HARARE – Vice President Constantino Chiwenga was admitted to a hospital in Harare on Thursday for what sources described as a “long-planned procedure”.
The 65-year-old retired army general arrived at the Trauma Centre in Borrowdale just before 3PM in a six-vehicle convoy flashing blue lights, with sirens turned off.
Chiwenga walked into the privately-owned hospital unaided and appeared in good physical health, a witness said.
A senior government source told ZimLive: “He is due to have surgery to correct some discomfort in his stomach. It must be routine, otherwise he would have gone to China.”
It was unclear how long he would stay at the hospital.
Questions left for a spokesman for the presidency had not been answered.
Chiwenga, who recently married his long-time girlfriend Miniyothabo Baloyi, doubles as health minister. His choice of a private hospital will grate with Zimbabweans who accuse the Zanu PF government of neglecting public hospitals where more than 90 percent of the population receive their treatment.
The Trauma Centre is owned by Zimbabwe-born maverick doctor Vivek Solanki, who has Serbian roots. It is the go-to hospital for Zimbabwe’s elite.

== == ==

* [PROBLEMS TO SOLVE]:
- A) Reproduce word for word the stretch of the article on Chiwenga's hospital admission that starts with "Questions left for" and runs through "for Zimbabwe’s elite.".
- B) List every person mentioned by name in the article on Chiwenga's hospital admission.

* [SOURCE MATERIAL]:

== == ==

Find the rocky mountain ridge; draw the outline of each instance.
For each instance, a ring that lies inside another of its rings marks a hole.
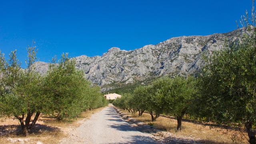
[[[84,72],[88,79],[106,91],[116,87],[116,84],[125,85],[138,82],[143,84],[152,78],[165,75],[194,74],[203,66],[203,52],[209,54],[222,48],[225,41],[237,40],[241,30],[175,37],[130,51],[114,47],[101,56],[82,55],[72,58],[76,60],[76,68]],[[41,73],[48,70],[47,63],[38,62],[35,65]]]

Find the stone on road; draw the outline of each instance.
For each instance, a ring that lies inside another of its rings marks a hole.
[[[156,144],[150,134],[137,130],[121,118],[112,106],[95,114],[61,144]]]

== == ==

* [RESPONSES PER TASK]:
- A)
Questions left for a spokesman for the presidency had not been answered.
Chiwenga, who recently married his long-time girlfriend Miniyothabo Baloyi, doubles as health minister. His choice of a private hospital will grate with Zimbabweans who accuse the Zanu PF government of neglecting public hospitals where more than 90 percent of the population receive their treatment.
The Trauma Centre is owned by Zimbabwe-born maverick doctor Vivek Solanki, who has Serbian roots. It is the go-to hospital for Zimbabwe’s elite.

- B) Constantino Chiwenga, Miniyothabo Baloyi, Vivek Solanki